Update the entries below so that every "rough mask" becomes "coarse mask", and leave all other text unchanged.

********************

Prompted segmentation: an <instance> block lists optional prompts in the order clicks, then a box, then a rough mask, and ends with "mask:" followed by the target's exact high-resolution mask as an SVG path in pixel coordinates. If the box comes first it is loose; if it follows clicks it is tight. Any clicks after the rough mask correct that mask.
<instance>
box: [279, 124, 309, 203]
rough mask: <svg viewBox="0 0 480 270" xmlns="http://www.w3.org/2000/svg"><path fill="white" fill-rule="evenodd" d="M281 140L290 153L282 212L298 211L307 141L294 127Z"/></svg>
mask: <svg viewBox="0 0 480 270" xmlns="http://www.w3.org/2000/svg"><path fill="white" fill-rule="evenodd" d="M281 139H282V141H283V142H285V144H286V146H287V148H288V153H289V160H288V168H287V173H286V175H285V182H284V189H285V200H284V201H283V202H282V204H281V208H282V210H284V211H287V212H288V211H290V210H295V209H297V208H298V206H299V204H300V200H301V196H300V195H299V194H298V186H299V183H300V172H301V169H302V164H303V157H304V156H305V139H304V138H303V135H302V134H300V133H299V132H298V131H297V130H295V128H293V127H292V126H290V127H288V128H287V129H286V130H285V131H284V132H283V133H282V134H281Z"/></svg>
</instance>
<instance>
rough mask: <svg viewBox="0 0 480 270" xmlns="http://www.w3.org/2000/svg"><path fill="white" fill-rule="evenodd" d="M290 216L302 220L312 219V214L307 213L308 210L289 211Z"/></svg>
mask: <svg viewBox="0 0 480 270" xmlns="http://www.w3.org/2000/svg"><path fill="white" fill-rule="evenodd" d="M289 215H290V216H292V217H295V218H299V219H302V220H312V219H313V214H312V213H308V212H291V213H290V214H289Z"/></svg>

********************

● Solution for this problem:
Prompted segmentation: an <instance> block lists optional prompts in the order clicks, then a box, then a coarse mask, and ends with "mask:" followed by the target's exact high-resolution mask as an SVG path in pixel coordinates. If the box comes first it is loose; if it follows clicks it is tight. Any clicks after the coarse mask correct that mask.
<instance>
box: [279, 124, 309, 203]
coarse mask: <svg viewBox="0 0 480 270" xmlns="http://www.w3.org/2000/svg"><path fill="white" fill-rule="evenodd" d="M281 140L290 153L282 212L298 211L307 141L294 127Z"/></svg>
mask: <svg viewBox="0 0 480 270" xmlns="http://www.w3.org/2000/svg"><path fill="white" fill-rule="evenodd" d="M281 139H282V141H283V142H285V144H286V146H287V148H288V153H289V160H288V168H287V173H286V175H285V182H284V189H285V200H284V201H283V202H282V204H281V208H282V210H284V211H287V212H288V211H290V210H295V209H297V208H298V206H299V204H300V200H301V196H300V195H299V194H298V186H299V183H300V172H301V169H302V164H303V157H304V156H305V139H304V138H303V135H302V134H300V133H299V132H298V131H297V130H295V128H293V127H292V126H290V127H288V128H287V129H286V130H285V131H284V132H283V133H282V134H281Z"/></svg>
</instance>
<instance>
coarse mask: <svg viewBox="0 0 480 270" xmlns="http://www.w3.org/2000/svg"><path fill="white" fill-rule="evenodd" d="M290 216L302 220L312 219V214L307 213L308 210L289 211Z"/></svg>
mask: <svg viewBox="0 0 480 270" xmlns="http://www.w3.org/2000/svg"><path fill="white" fill-rule="evenodd" d="M289 215H290V216H292V217H295V218H299V219H302V220H312V219H313V214H312V213H308V212H291V213H290V214H289Z"/></svg>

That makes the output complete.